Task input section start

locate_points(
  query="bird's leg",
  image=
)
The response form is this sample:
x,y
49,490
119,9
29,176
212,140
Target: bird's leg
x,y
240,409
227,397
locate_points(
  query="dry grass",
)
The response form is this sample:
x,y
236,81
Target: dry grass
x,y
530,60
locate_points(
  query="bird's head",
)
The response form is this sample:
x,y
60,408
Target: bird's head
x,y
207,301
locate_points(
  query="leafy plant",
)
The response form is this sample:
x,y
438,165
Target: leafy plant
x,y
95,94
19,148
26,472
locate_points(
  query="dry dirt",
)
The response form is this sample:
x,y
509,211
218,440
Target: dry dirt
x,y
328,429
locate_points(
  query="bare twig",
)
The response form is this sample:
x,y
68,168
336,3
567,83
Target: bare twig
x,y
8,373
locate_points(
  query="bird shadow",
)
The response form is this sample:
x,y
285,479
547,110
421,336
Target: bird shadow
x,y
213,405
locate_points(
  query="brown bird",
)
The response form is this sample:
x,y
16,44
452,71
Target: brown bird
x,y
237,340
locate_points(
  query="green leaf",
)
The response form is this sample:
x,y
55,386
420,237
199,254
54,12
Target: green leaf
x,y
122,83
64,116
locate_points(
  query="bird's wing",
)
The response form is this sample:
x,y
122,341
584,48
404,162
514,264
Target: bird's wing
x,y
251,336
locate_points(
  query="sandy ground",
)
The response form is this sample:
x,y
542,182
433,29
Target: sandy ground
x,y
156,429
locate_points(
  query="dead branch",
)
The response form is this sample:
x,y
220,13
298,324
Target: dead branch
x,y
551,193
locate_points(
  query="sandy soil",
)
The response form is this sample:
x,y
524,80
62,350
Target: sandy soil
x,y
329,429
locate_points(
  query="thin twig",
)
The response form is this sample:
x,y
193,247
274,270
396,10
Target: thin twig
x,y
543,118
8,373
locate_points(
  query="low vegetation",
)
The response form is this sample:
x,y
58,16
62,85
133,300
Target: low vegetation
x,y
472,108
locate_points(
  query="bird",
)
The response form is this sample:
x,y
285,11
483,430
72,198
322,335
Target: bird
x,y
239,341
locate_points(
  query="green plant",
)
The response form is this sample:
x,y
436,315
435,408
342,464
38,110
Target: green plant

Task input section end

▶ [Assigned task]
In full and exactly as written, reproduce the records above.

▶ [Solution for this problem]
locate_points(
  query="bird's leg",
  image=
)
The response form is this sample:
x,y
49,490
119,9
29,176
212,140
Target: bird's leg
x,y
240,409
227,397
locate_points(
  query="dry grass",
)
The response form is this sample:
x,y
236,81
Target: dry grass
x,y
530,60
locate_points(
  query="bird's head",
)
The response form is this sample:
x,y
60,408
Target: bird's head
x,y
207,301
locate_points(
  query="leafy plant",
)
The response form is this sample:
x,y
438,165
Target: leafy plant
x,y
95,94
19,148
26,472
locate_points(
  query="dry dirt",
)
The response form is this sample:
x,y
509,211
218,440
Target: dry dirt
x,y
328,429
locate_points(
  query="bare twig",
)
The response form is this sample:
x,y
68,168
336,3
567,83
Target: bare twig
x,y
8,373
locate_points(
  query="bird shadow",
)
The response form is this sample:
x,y
285,479
547,110
421,336
Target: bird shadow
x,y
213,405
locate_points(
  query="brown bird",
)
The response form is this sample:
x,y
16,44
452,71
Target: brown bird
x,y
237,340
locate_points(
  query="green leaf",
)
The response form is this sample:
x,y
55,386
420,237
199,254
54,12
Target: green leaf
x,y
122,83
64,116
locate_points(
  query="bird's wing",
)
The response form is this sample:
x,y
122,341
584,48
404,162
514,264
Target: bird's wing
x,y
251,336
locate_points(
  query="sandy ground",
)
The response form is this sample:
x,y
542,182
433,29
Target: sandy ground
x,y
156,429
locate_points(
  query="dead branch",
)
The response form is this sample:
x,y
220,13
298,324
Target: dead branch
x,y
551,193
locate_points(
  query="sandy soil",
)
The response form is this sample:
x,y
524,80
62,350
Target: sandy soil
x,y
329,429
locate_points(
  query="thin twig",
)
The response form is this sample:
x,y
193,247
274,270
396,10
Target: thin twig
x,y
543,118
8,373
locate_points(
  query="low vegetation",
)
The response form is this sample:
x,y
58,16
62,85
133,300
Target: low vegetation
x,y
472,108
locate_points(
  query="bird",
)
The response form is this sample:
x,y
285,11
483,430
72,198
322,335
Target: bird
x,y
239,341
locate_points(
  query="green plant",
)
The response form is this sample:
x,y
436,315
435,408
342,464
38,110
Target: green plant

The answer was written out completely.